TASKS →
#1 Using the text on Bash exit codes and the test command, decide whether each statement agrees with it. For each, answer yes or no and quote the words of the text that settle it.
(a) On the first run of the script, mkdir gives an exit code of 0.
(b) On the second run, test -d fails because the directory was not created in that run.
(c) Most scripting and programming languages have a test command of their own.
#2 Copy the part of the text on Bash exit codes starting at "Next, we run" and ending at "of the script.", and change "directory" to "folder" wherever it appears.

TEXT BLOCK →
## Start

We start the preceding script with the usual plumbing. Next, we want to create a directory with mkdir. We grab the exit status and store it in a variable. Next, we use the test command (which we briefly explored in the previous chapter) to validate whether /tmp/temp_dir/ is a directory (and thus, if it was created sometime). We then print the return codes with echo, in the same fashion as we did for return-code.sh.
Next, we run the script twice. Here is where something interesting happens. The first time we run the script, the /tmp/temp_dir/ directory does not exist on the filesystem and is created. Because of this, the exit code for the mkdir command is 0. Since it was successfully created, test -d also succeeds and gives us back an exit status of 0, as expected.
Now, in the second run of the script, the mkdir command does not successfully complete. This is expected, because the first run of the script already created the directory. Since we did not delete it in between the runs, the second run of mkdir is unsuccessful. However, test -d still runs fine: the directory exists, even though it was not created in that run of the script.
The test command is one of the most important commands we have in our shell scripting arsenal. Because shell scripts can often be fragile, especially where user input is concerned, we want to make these as robust as possible. While explaining every aspect of the test command would take a whole chapter, the following are the things test can do:
And so on and on and on—this should give you at least an impression of things you can check with test. In the Further reading section, we have included an extensive source on test. Make sure to give it a look, as it will definitely help in your shell scripting adventures!
For most scripting and programming languages, there is no such thing as a test command. Obviously, tests are just as important in those languages but, unlike Bash, tests are often directly integrated with the if-then-else logic (which we will discuss in the next part of this chapter). Luckily for us, Bash has a shorthand for the test command, which brings it a lot closer to the syntax of other languages: [ and [[.
Look at the following code to get a better idea of how we can replace the test command with this shorthand:
reader@ubuntu:~/scripts/chapter_09$ vim test-shorthand.sh
reader@ubuntu:~/scripts/chapter_09$ cat test-shorthand.sh
#!/bin/bash
#####################################
# Author: Sebastiaan Tammer
# Version: v1.0.0
# Date: 2018-09-29
# Description: Write faster tests with the shorthand!
# Usage: ./test-shorthand.sh
#####################################
# Test if the /tmp/ directory exists using the full command:
test -d /tmp/
test_rc=$?

## End

MATERIAL SHOWN →
## Start

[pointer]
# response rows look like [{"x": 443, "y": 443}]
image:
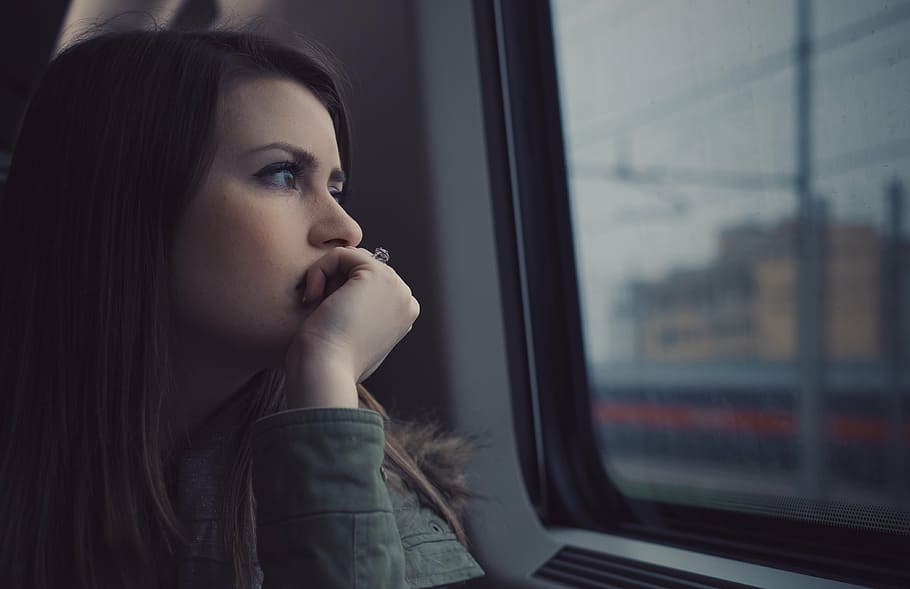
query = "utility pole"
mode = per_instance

## End
## Start

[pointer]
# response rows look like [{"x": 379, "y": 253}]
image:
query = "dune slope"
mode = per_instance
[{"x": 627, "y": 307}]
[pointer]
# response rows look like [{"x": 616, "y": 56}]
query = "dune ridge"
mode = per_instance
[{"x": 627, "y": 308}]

## End
## Start

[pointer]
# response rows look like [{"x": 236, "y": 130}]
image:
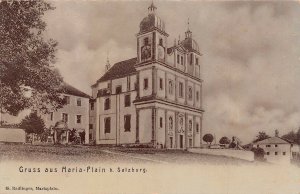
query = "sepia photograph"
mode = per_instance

## End

ANSWERS FOR THE EXERCISE →
#1
(a) Yes: "Because of this, the exit code for the mkdir command is 0."
(b) No: "However, test -d still runs fine: the directory exists, even though it was not created in that run of the script."
(c) No: "For most scripting and programming languages, there is no such thing as a test command."

#2
Next, we run the script twice. Here is where something interesting happens. The first time we run the script, the /tmp/temp_dir/ folder does not exist on the filesystem and is created. Because of this, the exit code for the mkdir command is 0. Since it was successfully created, test -d also succeeds and gives us back an exit status of 0, as expected.
Now, in the second run of the script, the mkdir command does not successfully complete. This is expected, because the first run of the script already created the folder. Since we did not delete it in between the runs, the second run of mkdir is unsuccessful. However, test -d still runs fine: the folder exists, even though it was not created in that run of the script.